## Begin Provided passage

I'm running a MAC 12t with 26x2" tires in a hilly coastal area on the Gulf Coast side of Florida. My weight with the bikes is 380 lbs. I'm running a 35a 12 fet KT based system purposely limited to 1100 watts or so that is very rarely used.

I don't think you'll have any trouble at all with conservative power settings. It should have no trouble climbing your hill at maybe 5-700 watts with a speed in the mid to high teens.

Very happy with mine. My only disappointment is that it's not a GMAC w/Phaserunner setup to allow the variable regen. Speed left unchecked, coming down some of these bigger hills can result in.... well, I wish I had regen!
 
IMO gotta have regen for safety,

regardless of whether you use the power produced or not

with a heavy load and steep hill country

Mechanical braking is much more difficult to make reliable.
 
dogman dan said:
Back to the Original topic. 12t mac will work, but if you want to run 40 amps, get a direct drive motor of any kind. Sheds the heat better.

But because of weight, a way smaller wattage would be a bad idea too.

Macs or other motors of that type have a good track record of standing 30 amps of 48v. Also, all the shit you read is not talking about heavy weights up steep hills. 400 pounds total weight, and 1000w up a steep hill will melt a mac, if the hill is long. So a mac may limit the mountains you can go up.

A low rpm DD motor would be better for you, especially in 26" wheel.


To mlv. that would be fun, for about 5 -10 miles, then it would melt. 10 miles of that will also melt a 500w size DD. As I found out at the races. Do go ahead and do it though, melting motors is great fun.

This. We should sticky a thread about asking for motor selection advice. Without knowing the size of the wheel and the expected system weight, it's difficult to formulate any clear advice. Knowing from experience swiss mountains and given the additional weight of velomobiles, I'd say a hub motor is only an option if he uses a 20" rear wheel or choose to motorize the 2x front wheels. In any other case, I'd go for a mid drive solution. Cleanest I know about for tadpole trikes is the cyclone implementation by veloks.
 
john61ct said:
IMO gotta have regen for safety,

regardless of whether you use the power produced or not

with a heavy load and steep hill country

Mechanical braking is much more difficult to make reliable.

The GMAC offered by Grin Tech is a MAC with regen and a few additional improvements. IF I was buying a new motor, I would give it serious consideration :D .
 
Bullfrog said:
john61ct said:
IMO gotta have regen for safety,

regardless of whether you use the power produced or not

with a heavy load and steep hill country

Mechanical braking is much more difficult to make reliable.

The GMAC offered by Grin Tech is a MAC with regen and a few additional improvements. IF I was buying a new motor, I would give it serious consideration :D .
Can it be used in front?
 
john61ct said:
Bullfrog said:
john61ct said:
IMO gotta have regen for safety,

regardless of whether you use the power produced or not

with a heavy load and steep hill country

Mechanical braking is much more difficult to make reliable.

The GMAC offered by Grin Tech is a MAC with regen and a few additional improvements. IF I was buying a new motor, I would give it serious consideration :D .
Can it be used in front?

The GMAC has some pretty serious braking capability. Not something I would want in front.

## End Provided passage
## Begin Supplied material

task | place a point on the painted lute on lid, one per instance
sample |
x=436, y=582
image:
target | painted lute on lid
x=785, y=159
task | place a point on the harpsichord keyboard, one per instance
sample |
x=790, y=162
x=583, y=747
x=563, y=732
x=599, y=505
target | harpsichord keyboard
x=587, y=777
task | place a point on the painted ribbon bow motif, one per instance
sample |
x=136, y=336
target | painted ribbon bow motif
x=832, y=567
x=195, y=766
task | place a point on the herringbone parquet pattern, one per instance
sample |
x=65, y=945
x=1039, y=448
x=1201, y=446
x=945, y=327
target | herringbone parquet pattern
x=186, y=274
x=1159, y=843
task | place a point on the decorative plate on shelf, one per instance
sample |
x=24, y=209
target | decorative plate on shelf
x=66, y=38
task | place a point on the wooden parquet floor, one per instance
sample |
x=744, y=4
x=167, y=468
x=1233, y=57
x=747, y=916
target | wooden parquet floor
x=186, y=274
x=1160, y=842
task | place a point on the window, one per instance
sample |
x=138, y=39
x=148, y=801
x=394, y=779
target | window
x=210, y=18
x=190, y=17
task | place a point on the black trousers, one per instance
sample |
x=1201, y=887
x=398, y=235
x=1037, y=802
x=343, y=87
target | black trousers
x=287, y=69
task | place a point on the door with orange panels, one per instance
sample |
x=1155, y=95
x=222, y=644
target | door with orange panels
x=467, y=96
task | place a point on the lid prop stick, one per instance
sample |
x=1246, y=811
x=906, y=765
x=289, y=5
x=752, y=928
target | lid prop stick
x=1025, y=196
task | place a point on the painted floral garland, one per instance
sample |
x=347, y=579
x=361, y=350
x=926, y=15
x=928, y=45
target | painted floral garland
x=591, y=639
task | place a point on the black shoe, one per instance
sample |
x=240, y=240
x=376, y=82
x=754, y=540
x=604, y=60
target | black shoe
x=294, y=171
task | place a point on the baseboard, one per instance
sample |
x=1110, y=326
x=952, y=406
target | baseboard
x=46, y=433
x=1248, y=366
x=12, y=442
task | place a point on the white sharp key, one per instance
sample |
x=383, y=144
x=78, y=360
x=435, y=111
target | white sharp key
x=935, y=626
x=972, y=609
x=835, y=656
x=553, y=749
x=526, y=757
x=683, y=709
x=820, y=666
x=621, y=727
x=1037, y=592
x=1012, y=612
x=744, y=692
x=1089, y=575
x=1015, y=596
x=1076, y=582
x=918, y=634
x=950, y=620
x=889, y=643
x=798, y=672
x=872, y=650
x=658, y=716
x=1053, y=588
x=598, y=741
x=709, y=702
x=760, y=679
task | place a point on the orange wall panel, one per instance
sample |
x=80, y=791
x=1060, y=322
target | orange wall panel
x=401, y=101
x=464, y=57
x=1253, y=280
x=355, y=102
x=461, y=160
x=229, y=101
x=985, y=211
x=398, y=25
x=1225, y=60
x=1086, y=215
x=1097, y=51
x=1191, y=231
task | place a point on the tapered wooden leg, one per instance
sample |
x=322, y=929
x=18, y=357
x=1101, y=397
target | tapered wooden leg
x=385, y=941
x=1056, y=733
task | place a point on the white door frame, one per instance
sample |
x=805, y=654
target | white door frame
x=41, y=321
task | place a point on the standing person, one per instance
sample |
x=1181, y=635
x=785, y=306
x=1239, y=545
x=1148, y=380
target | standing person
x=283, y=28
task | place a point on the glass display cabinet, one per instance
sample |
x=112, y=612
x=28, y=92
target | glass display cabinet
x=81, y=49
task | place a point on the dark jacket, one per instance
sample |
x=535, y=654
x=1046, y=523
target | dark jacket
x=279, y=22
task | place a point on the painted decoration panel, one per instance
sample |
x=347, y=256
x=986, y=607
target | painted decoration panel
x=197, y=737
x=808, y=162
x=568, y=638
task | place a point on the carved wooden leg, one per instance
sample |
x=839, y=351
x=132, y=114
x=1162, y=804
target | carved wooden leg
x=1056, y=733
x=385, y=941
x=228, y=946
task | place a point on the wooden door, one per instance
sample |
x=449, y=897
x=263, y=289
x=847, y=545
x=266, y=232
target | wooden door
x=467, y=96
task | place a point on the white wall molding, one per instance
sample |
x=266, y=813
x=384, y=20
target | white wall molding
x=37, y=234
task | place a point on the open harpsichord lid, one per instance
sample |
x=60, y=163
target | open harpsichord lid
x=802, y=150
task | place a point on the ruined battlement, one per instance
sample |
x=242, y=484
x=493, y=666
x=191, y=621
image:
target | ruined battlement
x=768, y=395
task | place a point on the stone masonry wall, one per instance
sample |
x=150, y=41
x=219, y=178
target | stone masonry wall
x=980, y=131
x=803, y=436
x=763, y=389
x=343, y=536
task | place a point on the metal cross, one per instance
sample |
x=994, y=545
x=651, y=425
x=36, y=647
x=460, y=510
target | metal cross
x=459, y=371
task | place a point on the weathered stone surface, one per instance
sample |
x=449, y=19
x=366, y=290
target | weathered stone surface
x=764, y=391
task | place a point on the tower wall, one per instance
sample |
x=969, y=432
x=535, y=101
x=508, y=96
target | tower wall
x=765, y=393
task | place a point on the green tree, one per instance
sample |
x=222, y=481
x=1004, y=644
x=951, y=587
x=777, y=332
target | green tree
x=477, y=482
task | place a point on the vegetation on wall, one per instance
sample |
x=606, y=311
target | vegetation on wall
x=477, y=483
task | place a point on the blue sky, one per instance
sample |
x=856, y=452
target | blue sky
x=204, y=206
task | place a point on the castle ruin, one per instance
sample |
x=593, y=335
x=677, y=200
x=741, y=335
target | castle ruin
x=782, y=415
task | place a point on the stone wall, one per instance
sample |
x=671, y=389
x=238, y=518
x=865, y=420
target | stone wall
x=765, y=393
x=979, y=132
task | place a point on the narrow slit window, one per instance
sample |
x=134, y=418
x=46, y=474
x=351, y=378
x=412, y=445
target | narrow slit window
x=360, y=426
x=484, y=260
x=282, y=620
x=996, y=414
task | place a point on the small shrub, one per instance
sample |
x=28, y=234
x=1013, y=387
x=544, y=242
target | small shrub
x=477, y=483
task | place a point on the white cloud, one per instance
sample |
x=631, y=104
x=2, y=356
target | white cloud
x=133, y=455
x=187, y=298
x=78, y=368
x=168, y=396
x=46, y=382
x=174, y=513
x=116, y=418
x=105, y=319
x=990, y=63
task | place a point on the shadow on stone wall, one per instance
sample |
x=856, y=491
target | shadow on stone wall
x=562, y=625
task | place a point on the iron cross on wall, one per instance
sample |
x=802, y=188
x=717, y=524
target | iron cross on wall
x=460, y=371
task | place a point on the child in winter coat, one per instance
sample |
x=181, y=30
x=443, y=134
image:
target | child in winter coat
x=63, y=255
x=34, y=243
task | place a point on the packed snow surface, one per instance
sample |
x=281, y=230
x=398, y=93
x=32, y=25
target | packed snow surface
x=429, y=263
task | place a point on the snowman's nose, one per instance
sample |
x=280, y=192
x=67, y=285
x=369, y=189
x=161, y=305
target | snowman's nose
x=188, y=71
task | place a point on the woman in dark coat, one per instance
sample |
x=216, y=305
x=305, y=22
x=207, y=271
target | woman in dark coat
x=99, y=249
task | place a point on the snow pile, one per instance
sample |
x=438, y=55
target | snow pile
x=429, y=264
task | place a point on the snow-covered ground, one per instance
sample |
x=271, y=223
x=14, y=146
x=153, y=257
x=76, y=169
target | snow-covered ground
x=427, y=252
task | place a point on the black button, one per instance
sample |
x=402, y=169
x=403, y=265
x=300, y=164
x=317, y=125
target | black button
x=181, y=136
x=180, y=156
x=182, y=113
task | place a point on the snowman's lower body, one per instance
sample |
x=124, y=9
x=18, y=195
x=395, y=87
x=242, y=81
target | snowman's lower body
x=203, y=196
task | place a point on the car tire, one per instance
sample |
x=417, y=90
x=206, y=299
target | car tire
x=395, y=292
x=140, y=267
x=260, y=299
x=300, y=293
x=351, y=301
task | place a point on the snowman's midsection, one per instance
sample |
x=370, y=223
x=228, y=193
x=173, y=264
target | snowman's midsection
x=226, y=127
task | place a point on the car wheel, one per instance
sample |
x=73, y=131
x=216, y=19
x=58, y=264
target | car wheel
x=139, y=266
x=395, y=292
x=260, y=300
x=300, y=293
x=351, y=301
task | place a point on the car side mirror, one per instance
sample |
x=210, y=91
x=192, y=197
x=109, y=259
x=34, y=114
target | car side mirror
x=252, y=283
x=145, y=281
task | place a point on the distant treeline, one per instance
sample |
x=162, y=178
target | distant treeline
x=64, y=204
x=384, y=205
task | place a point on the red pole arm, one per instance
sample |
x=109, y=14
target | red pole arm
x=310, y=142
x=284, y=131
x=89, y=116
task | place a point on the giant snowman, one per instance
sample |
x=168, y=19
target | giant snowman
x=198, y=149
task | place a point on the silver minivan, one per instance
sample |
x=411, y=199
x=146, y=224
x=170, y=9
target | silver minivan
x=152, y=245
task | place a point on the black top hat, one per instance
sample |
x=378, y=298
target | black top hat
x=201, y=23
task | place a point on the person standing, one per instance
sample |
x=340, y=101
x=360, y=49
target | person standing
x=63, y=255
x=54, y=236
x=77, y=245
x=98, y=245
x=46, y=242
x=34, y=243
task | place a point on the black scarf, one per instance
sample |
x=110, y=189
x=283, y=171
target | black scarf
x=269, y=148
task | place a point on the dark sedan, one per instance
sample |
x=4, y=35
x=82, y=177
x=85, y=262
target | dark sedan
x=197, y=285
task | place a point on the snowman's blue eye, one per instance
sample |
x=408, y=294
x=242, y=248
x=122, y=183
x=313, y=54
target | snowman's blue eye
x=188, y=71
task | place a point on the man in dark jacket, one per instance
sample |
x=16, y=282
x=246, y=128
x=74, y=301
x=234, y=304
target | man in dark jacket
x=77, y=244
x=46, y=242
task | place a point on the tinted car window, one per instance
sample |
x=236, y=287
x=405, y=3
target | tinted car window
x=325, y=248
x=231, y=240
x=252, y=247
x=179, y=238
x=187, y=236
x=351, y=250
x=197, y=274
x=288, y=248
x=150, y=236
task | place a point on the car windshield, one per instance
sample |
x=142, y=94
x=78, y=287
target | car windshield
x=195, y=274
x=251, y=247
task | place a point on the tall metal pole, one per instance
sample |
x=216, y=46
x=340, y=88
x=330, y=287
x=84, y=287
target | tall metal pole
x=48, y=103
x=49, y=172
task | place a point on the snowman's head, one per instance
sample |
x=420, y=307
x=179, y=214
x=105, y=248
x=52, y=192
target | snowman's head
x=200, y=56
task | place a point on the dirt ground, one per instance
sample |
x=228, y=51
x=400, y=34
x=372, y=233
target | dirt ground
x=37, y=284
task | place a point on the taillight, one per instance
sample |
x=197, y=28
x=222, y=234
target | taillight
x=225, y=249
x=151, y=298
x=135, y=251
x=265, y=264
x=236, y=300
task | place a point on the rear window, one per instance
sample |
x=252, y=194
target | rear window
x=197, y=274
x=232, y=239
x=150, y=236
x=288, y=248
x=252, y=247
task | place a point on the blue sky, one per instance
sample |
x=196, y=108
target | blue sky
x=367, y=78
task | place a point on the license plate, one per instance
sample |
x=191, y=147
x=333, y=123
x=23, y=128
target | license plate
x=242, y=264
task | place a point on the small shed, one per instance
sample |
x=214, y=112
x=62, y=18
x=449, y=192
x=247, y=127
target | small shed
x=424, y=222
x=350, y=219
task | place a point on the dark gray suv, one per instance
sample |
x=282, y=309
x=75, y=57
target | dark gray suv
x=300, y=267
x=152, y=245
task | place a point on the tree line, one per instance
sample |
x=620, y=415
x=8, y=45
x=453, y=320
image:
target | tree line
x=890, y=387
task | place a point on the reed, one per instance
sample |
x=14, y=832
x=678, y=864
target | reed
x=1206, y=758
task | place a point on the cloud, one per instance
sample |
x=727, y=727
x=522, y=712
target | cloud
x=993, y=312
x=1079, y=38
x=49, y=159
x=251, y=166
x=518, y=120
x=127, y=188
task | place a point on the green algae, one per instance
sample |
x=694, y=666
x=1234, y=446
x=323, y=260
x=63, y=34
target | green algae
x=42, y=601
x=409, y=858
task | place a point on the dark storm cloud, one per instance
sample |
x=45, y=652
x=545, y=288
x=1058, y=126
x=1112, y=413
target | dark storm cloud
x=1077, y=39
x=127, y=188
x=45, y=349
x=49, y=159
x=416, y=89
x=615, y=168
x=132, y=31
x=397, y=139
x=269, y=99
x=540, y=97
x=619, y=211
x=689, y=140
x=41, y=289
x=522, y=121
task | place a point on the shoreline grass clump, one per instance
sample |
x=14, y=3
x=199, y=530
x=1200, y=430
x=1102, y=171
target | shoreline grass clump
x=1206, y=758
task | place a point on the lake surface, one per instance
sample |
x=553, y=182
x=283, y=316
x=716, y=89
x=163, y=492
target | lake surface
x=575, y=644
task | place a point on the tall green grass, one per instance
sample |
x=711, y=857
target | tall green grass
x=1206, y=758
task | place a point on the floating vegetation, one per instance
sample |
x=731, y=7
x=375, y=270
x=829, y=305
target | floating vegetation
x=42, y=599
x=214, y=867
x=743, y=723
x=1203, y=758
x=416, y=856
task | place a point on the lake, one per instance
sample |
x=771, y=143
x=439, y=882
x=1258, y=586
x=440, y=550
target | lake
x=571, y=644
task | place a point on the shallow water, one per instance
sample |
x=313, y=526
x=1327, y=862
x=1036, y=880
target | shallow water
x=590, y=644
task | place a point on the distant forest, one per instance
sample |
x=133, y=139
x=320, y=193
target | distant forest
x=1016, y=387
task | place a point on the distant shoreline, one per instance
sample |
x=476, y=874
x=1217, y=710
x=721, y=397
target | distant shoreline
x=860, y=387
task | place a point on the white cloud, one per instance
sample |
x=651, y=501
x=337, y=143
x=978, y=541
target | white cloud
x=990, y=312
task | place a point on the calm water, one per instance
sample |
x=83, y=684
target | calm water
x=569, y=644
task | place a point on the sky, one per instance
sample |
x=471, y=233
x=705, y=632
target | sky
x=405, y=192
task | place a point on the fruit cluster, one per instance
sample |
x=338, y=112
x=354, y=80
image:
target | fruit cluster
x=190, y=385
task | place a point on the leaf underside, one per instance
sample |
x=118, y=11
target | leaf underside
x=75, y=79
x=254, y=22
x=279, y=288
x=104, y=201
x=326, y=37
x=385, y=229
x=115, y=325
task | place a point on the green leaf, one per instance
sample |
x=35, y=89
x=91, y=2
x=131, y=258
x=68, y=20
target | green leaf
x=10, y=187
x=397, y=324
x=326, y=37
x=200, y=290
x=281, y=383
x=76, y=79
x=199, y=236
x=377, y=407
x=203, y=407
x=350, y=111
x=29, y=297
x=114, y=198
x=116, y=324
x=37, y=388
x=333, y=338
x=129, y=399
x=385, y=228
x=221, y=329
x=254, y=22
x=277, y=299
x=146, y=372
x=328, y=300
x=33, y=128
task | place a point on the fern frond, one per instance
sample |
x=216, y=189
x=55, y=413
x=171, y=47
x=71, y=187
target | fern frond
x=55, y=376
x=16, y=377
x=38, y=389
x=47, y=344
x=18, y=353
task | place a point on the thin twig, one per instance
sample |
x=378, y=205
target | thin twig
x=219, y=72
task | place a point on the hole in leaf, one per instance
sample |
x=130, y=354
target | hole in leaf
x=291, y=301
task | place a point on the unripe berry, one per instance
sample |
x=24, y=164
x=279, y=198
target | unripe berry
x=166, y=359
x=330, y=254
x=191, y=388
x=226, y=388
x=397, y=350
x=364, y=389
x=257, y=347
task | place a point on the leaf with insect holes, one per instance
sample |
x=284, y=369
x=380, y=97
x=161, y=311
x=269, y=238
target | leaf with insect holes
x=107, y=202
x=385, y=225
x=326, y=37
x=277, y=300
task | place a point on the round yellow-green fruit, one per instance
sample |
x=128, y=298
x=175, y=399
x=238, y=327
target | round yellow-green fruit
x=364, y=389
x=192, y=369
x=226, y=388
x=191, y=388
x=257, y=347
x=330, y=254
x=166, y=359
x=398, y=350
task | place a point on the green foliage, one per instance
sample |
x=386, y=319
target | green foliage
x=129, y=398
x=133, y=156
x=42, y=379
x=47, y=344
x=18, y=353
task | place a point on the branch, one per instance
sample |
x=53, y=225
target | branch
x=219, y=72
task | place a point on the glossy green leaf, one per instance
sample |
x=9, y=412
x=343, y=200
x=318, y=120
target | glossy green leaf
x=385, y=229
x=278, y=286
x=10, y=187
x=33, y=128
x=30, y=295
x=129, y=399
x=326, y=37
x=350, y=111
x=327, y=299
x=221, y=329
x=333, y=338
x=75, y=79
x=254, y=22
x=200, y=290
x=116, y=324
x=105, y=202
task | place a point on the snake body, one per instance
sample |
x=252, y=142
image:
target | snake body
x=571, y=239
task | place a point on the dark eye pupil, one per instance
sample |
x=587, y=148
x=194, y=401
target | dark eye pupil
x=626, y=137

## End Supplied material

Aim 1: Reproduce the source records line for line, everything from the very first entry down to and including the line that contains "x=195, y=766".
Aim 2: Pick up the forum thread on hub motors for heavy loads in hilly country and continue it past its last post.
The forum discussion and the source records have no connection to each other.

Exercise response 1:
task | place a point on the painted lute on lid, one per instance
sample |
x=436, y=582
image:
target | painted lute on lid
x=785, y=159
task | place a point on the harpsichord keyboard, one per instance
sample |
x=790, y=162
x=583, y=747
x=563, y=732
x=599, y=505
target | harpsichord keyboard
x=587, y=777
task | place a point on the painted ribbon bow motif, one per instance
sample |
x=136, y=336
target | painted ribbon bow motif
x=832, y=567
x=195, y=766

Exercise response 2:
Grin Tech doesn't currently show a "Front" version of the GMAC: https://www.ebikes.ca/shop/electric-bicycle-kits/gmac/gmac-rear-kit-basic-throttle.html

You can send Grin Tech "sales" an email and ask them about the possibility. They have been very responsive and helpful for me in the past..."sales@ebikes.ca".

You can take a MAC "front" motor and weld the freewheel clutch so it doesn't freewheel anymore and create your own front GMAC motor...not worth it IMO but I am lazy :lol: .

The amount of braking/regen is adjustable so you can decrease it...but if you decrease the braking you will also decrease the regen so it might not be worth all the effort. All up to the individual user :D .
 
Bullfrog said:
Grin Tech doesn't currently show a "Front" version of the GMAC: https://www.ebikes.ca/shop/electric-bicycle-kits/gmac/gmac-rear-kit-basic-throttle.html

You can send Grin Tech "sales" an email and ask them about the possibility. They have been very responsive and helpful for me in the past..."sales@ebikes.ca".

You can take a MAC "front" motor and weld the freewheel clutch so it doesn't freewheel anymore and create your own front GMAC motor...not worth it IMO but I am lazy :lol: .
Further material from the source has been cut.